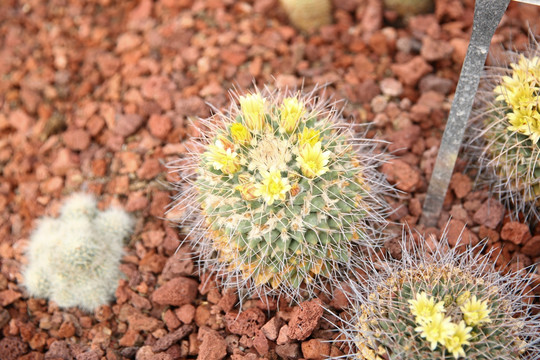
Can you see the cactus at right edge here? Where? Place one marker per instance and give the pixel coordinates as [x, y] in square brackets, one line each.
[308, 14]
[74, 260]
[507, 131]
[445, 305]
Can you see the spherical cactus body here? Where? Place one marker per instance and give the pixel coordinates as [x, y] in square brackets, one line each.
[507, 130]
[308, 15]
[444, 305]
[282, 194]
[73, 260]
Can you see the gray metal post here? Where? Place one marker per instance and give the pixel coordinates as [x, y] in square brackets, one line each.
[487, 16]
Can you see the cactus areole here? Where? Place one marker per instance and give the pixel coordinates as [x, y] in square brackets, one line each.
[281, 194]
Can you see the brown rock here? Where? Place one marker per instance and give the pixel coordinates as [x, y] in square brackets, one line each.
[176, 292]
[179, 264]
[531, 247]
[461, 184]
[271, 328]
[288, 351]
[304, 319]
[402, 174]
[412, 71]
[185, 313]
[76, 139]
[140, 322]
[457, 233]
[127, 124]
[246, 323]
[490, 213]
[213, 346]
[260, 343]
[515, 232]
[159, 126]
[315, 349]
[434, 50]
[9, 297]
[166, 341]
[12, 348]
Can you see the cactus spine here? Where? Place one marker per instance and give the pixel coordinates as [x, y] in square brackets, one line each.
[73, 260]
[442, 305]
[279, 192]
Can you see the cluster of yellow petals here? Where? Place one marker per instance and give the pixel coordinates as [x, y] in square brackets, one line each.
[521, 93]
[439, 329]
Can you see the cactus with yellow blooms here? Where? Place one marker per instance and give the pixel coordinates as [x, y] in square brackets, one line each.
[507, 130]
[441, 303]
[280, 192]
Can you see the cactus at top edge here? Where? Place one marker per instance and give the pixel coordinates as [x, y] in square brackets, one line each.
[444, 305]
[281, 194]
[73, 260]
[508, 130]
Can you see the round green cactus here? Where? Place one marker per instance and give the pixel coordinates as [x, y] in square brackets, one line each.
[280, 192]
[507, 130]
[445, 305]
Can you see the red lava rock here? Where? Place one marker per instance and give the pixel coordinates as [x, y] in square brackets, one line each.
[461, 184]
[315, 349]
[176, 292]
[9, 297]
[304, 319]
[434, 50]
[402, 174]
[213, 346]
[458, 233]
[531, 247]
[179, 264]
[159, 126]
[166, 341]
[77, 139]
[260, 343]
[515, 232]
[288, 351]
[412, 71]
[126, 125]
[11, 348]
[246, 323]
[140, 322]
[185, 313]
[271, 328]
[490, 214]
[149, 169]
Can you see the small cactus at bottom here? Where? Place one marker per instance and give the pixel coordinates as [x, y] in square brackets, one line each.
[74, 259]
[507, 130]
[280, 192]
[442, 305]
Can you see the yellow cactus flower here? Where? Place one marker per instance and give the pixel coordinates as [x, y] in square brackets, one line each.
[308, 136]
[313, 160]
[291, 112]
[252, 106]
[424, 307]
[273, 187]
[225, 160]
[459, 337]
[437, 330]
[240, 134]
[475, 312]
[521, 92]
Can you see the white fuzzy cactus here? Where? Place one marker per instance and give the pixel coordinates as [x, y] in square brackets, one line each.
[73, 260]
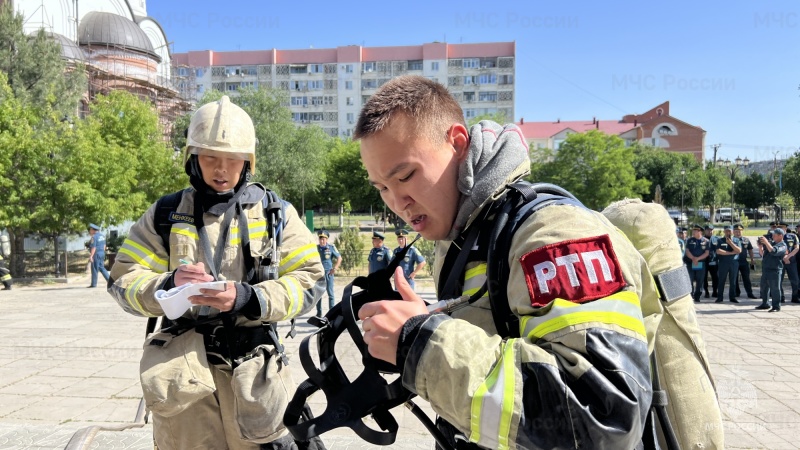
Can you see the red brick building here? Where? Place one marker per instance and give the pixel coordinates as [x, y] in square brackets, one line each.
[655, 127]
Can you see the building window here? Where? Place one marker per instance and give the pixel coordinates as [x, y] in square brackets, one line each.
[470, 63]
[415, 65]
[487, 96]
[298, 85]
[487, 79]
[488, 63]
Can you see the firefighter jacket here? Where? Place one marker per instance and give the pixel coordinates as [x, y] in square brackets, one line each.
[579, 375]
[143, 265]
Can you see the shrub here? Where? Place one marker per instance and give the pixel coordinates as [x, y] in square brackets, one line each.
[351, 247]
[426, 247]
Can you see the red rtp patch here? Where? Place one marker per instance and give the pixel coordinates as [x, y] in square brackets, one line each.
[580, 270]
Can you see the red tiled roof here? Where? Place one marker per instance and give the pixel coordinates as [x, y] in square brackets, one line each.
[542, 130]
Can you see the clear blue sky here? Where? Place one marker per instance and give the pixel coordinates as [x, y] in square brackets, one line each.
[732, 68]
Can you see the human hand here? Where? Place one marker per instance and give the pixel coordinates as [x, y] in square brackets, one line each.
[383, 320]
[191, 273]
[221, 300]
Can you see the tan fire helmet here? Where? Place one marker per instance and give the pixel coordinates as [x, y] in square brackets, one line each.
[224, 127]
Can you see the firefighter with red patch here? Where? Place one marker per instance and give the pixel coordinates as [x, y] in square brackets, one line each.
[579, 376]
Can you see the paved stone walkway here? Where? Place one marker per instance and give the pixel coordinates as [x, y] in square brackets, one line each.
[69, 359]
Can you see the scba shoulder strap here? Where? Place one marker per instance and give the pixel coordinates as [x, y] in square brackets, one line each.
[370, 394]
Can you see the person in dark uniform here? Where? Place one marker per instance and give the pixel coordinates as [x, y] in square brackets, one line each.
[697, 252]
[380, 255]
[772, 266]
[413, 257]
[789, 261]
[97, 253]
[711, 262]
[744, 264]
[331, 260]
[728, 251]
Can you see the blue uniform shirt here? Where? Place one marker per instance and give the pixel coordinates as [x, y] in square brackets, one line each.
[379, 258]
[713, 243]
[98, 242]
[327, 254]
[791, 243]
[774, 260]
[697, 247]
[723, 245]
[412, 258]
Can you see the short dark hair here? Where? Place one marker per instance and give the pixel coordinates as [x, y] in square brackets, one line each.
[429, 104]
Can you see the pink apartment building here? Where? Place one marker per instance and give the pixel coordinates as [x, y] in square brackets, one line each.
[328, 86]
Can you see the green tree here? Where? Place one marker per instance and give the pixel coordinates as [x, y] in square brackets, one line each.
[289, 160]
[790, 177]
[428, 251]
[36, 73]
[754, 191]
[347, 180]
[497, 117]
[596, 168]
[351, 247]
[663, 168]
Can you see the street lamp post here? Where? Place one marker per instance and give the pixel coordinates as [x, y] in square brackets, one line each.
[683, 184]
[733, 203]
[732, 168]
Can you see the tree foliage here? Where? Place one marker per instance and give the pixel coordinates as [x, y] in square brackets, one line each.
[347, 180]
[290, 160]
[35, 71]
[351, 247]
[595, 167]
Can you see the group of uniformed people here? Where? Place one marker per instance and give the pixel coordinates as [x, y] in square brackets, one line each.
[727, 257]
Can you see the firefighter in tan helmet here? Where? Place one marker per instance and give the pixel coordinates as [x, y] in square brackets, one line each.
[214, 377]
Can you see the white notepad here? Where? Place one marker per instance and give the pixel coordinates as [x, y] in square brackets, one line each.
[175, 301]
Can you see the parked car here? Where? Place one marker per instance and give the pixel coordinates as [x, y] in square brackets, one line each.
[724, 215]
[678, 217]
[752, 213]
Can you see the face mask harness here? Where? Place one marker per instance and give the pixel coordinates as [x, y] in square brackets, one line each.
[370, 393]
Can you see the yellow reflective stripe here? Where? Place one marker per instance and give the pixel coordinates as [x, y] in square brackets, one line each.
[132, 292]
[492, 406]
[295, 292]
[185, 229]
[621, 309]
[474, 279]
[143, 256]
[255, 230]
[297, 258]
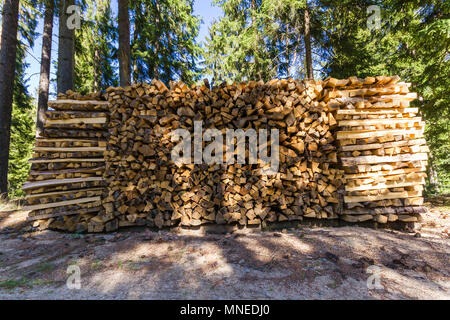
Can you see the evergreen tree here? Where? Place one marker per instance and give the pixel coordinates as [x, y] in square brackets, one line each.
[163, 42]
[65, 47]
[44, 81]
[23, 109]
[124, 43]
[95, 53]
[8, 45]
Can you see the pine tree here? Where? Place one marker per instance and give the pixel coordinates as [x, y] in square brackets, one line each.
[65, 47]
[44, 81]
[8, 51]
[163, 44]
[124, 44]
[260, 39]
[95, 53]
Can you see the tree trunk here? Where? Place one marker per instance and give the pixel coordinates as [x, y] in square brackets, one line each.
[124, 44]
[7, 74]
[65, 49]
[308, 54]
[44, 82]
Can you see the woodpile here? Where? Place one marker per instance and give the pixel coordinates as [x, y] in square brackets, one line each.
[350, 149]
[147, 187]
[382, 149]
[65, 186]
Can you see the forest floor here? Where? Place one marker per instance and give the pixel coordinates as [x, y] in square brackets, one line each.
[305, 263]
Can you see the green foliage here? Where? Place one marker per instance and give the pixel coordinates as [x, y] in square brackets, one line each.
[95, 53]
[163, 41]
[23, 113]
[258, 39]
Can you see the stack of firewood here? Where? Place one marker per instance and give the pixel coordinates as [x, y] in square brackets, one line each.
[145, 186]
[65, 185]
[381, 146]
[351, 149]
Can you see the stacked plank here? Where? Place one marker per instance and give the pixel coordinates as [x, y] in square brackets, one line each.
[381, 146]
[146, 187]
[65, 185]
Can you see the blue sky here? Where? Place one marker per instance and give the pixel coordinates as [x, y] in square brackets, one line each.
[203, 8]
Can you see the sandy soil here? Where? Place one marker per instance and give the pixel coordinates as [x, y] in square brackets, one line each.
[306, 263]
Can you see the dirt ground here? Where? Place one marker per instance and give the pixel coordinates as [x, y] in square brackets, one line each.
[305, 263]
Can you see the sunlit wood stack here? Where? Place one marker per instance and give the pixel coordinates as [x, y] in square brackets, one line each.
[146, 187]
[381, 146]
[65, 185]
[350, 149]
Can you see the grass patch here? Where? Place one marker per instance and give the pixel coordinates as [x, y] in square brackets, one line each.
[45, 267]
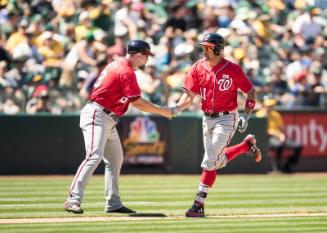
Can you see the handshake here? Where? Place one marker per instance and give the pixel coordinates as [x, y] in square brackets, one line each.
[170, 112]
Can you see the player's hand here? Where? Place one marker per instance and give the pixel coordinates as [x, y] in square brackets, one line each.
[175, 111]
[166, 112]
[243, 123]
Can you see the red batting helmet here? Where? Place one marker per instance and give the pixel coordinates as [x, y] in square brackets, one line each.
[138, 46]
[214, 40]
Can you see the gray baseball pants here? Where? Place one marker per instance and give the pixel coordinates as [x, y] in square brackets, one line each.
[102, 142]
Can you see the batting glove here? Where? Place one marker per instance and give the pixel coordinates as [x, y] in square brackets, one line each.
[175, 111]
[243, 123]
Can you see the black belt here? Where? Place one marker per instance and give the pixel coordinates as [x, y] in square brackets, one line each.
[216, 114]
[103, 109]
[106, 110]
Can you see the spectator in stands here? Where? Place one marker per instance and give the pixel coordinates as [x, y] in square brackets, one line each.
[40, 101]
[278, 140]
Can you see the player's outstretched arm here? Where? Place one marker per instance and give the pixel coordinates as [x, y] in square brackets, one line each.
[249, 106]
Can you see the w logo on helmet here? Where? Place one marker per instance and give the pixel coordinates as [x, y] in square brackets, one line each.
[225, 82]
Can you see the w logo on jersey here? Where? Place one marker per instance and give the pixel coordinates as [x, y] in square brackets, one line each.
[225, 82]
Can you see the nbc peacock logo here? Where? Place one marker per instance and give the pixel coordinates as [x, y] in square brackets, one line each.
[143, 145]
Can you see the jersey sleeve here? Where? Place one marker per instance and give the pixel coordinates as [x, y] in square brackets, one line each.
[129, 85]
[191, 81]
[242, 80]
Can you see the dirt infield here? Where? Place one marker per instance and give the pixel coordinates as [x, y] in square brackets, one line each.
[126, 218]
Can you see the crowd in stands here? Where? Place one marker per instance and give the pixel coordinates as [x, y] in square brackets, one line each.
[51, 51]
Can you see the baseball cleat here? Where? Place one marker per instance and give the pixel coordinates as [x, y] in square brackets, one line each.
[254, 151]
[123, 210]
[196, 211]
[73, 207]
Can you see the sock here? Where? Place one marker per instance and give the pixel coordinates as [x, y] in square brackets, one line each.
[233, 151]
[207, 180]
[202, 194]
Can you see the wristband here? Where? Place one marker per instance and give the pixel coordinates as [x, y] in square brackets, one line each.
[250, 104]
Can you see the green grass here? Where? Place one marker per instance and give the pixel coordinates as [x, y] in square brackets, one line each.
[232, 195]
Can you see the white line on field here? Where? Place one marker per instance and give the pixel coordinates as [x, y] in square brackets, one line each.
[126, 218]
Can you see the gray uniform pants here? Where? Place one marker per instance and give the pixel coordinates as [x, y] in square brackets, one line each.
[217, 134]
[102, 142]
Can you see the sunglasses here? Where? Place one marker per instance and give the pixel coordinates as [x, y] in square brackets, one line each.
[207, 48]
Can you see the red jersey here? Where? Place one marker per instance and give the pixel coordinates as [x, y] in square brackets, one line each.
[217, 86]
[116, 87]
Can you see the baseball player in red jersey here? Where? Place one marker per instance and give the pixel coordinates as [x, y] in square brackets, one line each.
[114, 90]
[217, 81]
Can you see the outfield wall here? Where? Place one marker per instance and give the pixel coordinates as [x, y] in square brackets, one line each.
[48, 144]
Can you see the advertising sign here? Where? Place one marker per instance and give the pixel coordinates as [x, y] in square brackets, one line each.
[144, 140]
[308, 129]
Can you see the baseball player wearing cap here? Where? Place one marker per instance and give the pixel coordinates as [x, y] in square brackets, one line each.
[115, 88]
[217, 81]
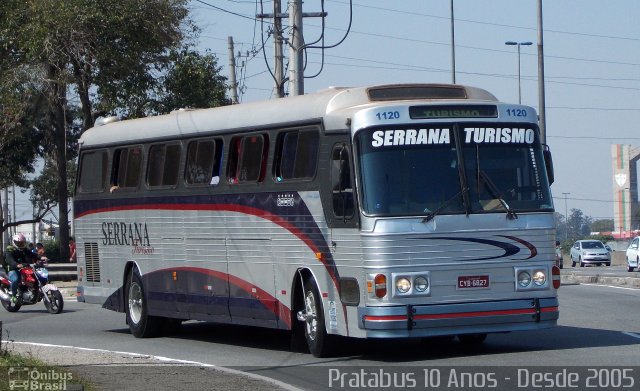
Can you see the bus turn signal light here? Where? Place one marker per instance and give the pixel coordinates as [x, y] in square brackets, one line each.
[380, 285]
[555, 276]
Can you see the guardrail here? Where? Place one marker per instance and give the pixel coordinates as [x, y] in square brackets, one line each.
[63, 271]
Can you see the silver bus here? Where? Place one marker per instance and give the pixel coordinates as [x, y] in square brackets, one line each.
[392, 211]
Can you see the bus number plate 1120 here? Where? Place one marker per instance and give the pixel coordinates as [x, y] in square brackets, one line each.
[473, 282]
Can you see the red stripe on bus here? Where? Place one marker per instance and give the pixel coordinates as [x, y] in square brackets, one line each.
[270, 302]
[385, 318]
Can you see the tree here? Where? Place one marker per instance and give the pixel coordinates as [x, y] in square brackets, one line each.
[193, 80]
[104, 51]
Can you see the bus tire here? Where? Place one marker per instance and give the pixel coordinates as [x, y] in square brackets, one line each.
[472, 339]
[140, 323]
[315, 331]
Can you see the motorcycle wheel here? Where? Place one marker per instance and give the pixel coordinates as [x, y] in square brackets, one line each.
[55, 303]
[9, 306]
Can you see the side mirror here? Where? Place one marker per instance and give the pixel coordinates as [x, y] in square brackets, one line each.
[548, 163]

◇ ◇ ◇

* **Objective**:
Arrange the material, starting at the line containing "Can you see the outfield" and ending at the end of the material, as a CSV with columns label_text and marked_points, one row for each line asking where something is, paired with the coordinates listed under it. Quote every field, replace line breaks with spaces, and leave out the picture markers.

* **Complete output**:
label_text,marked_points
"Can you see the outfield wall here? Where? Place one marker per instance and give the pixel coordinates as [x, y] in square brackets, one line each.","[48, 144]"
"Can you see the advertising sign here? Where? Place one marker per instance and give the pixel coordinates as [x, y] in square brackets, one line each.","[144, 140] [308, 129]"
"Can you see the baseball player wearing cap here? Where? Place one marker per instance and give the pixel coordinates as [x, y] in square brackets, one line each.","[115, 88] [217, 81]"
"Can you see the bus turn signal light here? Where? Place one marker per instance and give the pixel coordinates as [x, y] in square brackets, one line each.","[380, 285] [555, 276]"
"Can you see the guardrail here? Where? Place one marker per instance and give the pixel coordinates as [x, y] in square brackets, one line each.","[63, 271]"
"Can you see the silver bus here? Where? Place one marker per instance and give the pixel coordinates as [x, y] in square brackets, one line each.","[392, 211]"
"Can you see the bus number plate 1120 here? Where? Place one marker per instance and give the pixel coordinates as [x, y] in square brackets, one line each.","[473, 282]"
"Can you see the red stripe on bus here? Where? Place one marker per instance and give the pixel coordinates as [x, y] in square brackets, one line each.","[270, 302] [385, 318]"
"Can you see the tree here? Where? Place one marker per instance and give the pixel coordinates as [x, y] in square brackets, one line each.","[193, 80] [104, 51]"
"Can you see the bus tire here? Where? Place one marker per instance and give the pixel coordinates as [x, y] in square brackets, one line each.","[472, 339] [140, 323] [315, 331]"
"Can you see the motorcycle wheel here? Where? Place one marker per instance and give the pixel coordinates as [x, y] in square brackets, one line each.","[55, 303] [9, 306]"
"Can you see the side mirror here? Where? Place one marker per instance and give the pixel coordinates as [x, y] in square brackets, one line each.","[548, 163]"